> [Extrait du document]:
※ ※ ※

« Je vise la perfection aussi bien dans mes réflexions que dans mes actions. »

Le célèbre architecte suisse Valerio Olgiati passe l’hiver à Flims (dans le canton des Grisons, en Suisse) et l’été dans sa Villa Além, dans la région portugaise de l’Alentejo. Dans cette interview, il nous explique pourquoi son architecture s’est radicalisée et quelles valeurs le rattachent au fabricant d’appareils ménagers suisse V-ZUG, dont il est l’ambassadeur.

NZZ Content Creation : M. Olgiati, qu’est-ce qui caractérise une bonne architecture ?

Valerio Olgiati : Une bonne architecture crée un dialogue émotionnel avec les individus et va bien au-delà du simple aspect fonctionnel. C’est l’âme d’un bâtiment qui fait toute la qualité d’une architecture.

Comment décririez-vous votre style ?

Les styles ne m’intéressent pas. À travers mon architecture, je veux créer quelque chose d’intemporel. Les styles créent des souvenirs et racontent des histoires. Ce n’est pas mon ambition. Je veux que mon architecture soit une expérience. Qu’elle génère un sentiment d’espace. Peut-être même un sentiment primitif.

Comment parvenez-vous à créer ce « sentiment primitif » ?

J’agence les éléments de sorte qu’ils soient en harmonie les uns avec les autres et stimulent la créativité. C’est tout l’art de l’architecte, qui est indissociable de l’imagination.

Est-ce principalement une question de couleurs, de matériaux et de surfaces ?

Oui, ces éléments sont évidemment importants. Mais c’est aussi une question de proportions, de lumière et d’acoustique. Lorsque je dessine le plan d’une pièce, je pense avant tout aux personnes qui utiliseront cet espace. Si la pièce doit éveiller un sentiment de confort et de sécurité, je me demande : où les gens vont-ils s’asseoir et comment vont-ils se déplacer ? Où seront les ouvertures ?

Originaire des Grisons, Valerio Olgiati (64 ans) compte parmi les plus célèbres architectes suisses. Il s’est fait connaître dans le monde entier par son approche minimaliste et radicale. Ses projets les plus illustres sont la Maison jaune de Flims, le Centre du Parc National de Zernez et la Villa Além au Portugal, résidence secondaire de Valerio Olgiati et de son épouse, Tamara. Valerio Olgiati a reçu de nombreuses récompenses pour ses réalisations d’avant-garde.

※ ※ ※

> [Données enregistrées]:
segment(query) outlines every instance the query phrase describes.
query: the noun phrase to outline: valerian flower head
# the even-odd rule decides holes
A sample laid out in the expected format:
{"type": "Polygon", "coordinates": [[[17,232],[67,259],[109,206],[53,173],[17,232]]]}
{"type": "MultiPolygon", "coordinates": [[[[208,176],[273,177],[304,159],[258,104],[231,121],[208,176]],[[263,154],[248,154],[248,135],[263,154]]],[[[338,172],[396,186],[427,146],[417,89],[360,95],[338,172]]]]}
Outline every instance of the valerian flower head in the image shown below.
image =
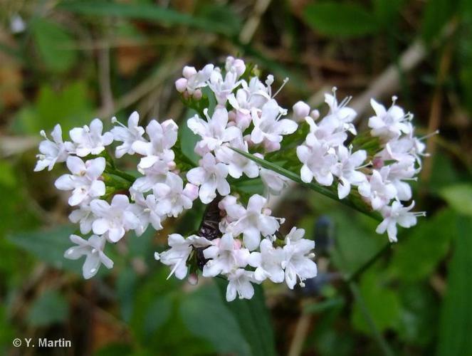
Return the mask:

※ ※ ※

> [Parties de l'exercice]:
• 1. Indiquez si chacune des affirmations suivantes concorde avec l'entretien avec Valerio Olgiati. Répondez par oui ou non et citez mot pour mot le passage qui permet de trancher. (a) Valerio Olgiati passe l'été à Flims. (b) Valerio Olgiati affirme que les styles ne l'intéressent pas. (c) Selon Valerio Olgiati, une bonne architecture se limite à l'aspect fonctionnel.
• 2. Poursuivez, s'il vous plaît, l'entretien avec Valerio Olgiati à partir de l'endroit où il s'arrête.

> [Réponses à l'exercice]:
• 1.
(a) Non : « passe l’hiver à Flims (dans le canton des Grisons, en Suisse) et l’été dans sa Villa Além, dans la région portugaise de l’Alentejo »
(b) Oui : « Les styles ne m’intéressent pas. »
(c) Non : « Une bonne architecture crée un dialogue émotionnel avec les individus et va bien au-delà du simple aspect fonctionnel. »

• 2.
Que devez-vous prendre en compte pour qu’une pièce procure une sensation de confort ?

Si lorsque vous êtes assis dans une pièce, vous avez des fenêtres à la fois devant vous et derrière vous, vous ne pouvez pas avoir un sentiment de confort et de sécurité. Bien que la pièce semble très belle en photo, vous pouvez même vous sentir exposé aux regards et mal à l’aise. Pour moi, une chambre à coucher, par exemple, doit procurer une sensation de protection. Ce sentiment peut notamment être créé par la configuration des fenêtres, l’emplacement de la chambre dans la maison ou même l’emplacement de la maison sur le terrain. La chambre peut être protégée en étant placée au bout d’un couloir ou dans un recoin avec une vue s’ouvrant sur un axe.

Pour rester sur la question du sentiment de sécurité dans les pièces, quelles réflexions ont guidé la construction de votre maison au Portugal ?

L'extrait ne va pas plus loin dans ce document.